◆ Given exercise ◆
Copy every one of the rows below verbatim, keeping their order, line breaks, and tab characters unchanged.
* * * * * * * * *
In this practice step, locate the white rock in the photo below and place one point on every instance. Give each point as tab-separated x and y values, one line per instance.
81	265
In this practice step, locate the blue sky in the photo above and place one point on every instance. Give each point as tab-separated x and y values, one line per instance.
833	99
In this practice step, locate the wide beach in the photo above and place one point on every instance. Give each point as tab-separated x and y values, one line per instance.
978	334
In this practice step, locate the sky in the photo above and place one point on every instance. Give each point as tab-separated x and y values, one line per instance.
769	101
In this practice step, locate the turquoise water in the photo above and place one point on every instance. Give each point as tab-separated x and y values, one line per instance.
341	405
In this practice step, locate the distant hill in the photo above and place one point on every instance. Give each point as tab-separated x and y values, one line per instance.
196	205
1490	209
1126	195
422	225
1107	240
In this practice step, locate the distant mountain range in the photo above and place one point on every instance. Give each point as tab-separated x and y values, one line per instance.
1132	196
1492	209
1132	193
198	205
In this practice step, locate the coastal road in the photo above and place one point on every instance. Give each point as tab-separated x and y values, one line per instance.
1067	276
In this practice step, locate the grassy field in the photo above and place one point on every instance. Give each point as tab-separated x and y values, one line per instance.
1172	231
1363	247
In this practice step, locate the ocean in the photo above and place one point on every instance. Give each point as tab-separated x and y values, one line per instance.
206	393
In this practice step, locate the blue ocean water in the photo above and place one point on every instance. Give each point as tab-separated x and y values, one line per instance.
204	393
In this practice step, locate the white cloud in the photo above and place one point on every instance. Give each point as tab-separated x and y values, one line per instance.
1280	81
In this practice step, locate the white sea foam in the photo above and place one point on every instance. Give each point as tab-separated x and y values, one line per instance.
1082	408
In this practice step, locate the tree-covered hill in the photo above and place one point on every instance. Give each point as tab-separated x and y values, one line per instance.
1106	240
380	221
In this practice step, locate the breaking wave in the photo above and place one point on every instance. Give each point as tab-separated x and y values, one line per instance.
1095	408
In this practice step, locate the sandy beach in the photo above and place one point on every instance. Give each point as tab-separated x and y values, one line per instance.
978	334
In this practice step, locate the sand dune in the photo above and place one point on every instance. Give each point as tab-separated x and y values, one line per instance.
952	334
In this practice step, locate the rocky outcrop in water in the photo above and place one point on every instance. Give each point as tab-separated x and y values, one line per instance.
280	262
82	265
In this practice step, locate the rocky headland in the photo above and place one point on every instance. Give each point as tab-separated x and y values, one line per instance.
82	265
* * * * * * * * *
◆ The output ◆
In this practice step, locate the white rock in the photo below and place one point on every instance. Give each point as tab-separated x and y values, one line per instance.
81	265
In this practice step, locate the blue sky in the photo above and place one point on every instance. Give each point as tab-separated x and y values, one line per instance.
833	99
In this practice step, locate the wide beach in the photo above and place one point on every instance. Give each point as tab-separated x and y values, one line per instance.
978	334
In this practice step, locate the sky in the photo above and place one point on every instance. Give each point as tab-separated x and y values, one line per instance.
769	101
In this practice step, locate the turquoise water in the photo above and place one point on every instance. Give each point as tab-separated x and y values, one line per instance.
341	405
In this practice step, locate the distant hill in the photo above and place one point on every instance. Give each point as tab-separated x and y values, one line per instance.
196	205
1490	209
1126	195
422	225
1107	240
In this practice step, locate the distant mountain range in the photo above and place one point on every instance. Give each point as tab-separated x and y values, one line per instance.
1132	196
1492	209
1132	193
198	205
In this practice step, locate the coastal road in the photo above and place one point on every instance. Give each point as tab-separated x and y values, one line per instance.
1067	276
In this practice step, locate the grassy field in the photo above and place one point on every instance. Give each point as tab-separated x and y values, one line per instance.
1172	231
1363	247
In this practice step, locate the ocean in the photo above and place one point on every instance. Give each point as tab-separated x and y values, one line per instance.
206	393
In this practice step, locate the blue ocean water in the photo above and place one point on every instance. Give each point as tab-separated x and y values, one line per instance.
204	393
In this practice step, locate the white cloud in the photo above and place one point on every instance. Give each point as tab-separated x and y values, one line per instance.
1280	81
In this practice step, locate the white sea foam in the photo above and place one point on every instance. Give each point as tab-separated x and y values, one line per instance.
1082	408
In this practice step, locate the tree-covered hill in the photo above and place one point on every instance. Give each point as tab-separated x and y values, one line per instance.
1106	240
380	221
In this practice step, locate the breaking wave in the photo above and place one point on every instance. Give each point as tab-separated x and y values, one line per instance.
1095	408
In this practice step, locate the sandy beach in the photo above and place one point on every instance. Give each point as tab-separated x and y values, one line per instance.
978	334
In this practice step, locate the sand dune in the photo above and place one point on every instance. Give each point as tab-separated x and y values, one line per instance.
952	334
In this practice step, locate the rocky outcrop in water in the photo above and place one point on every instance. Give each point as tab-separated x and y values, one line per instance.
280	262
82	265
In this practice step, locate the rocky headland in the photo above and place one point on every instance. Give each point as tab-separated x and y values, one line per instance.
82	265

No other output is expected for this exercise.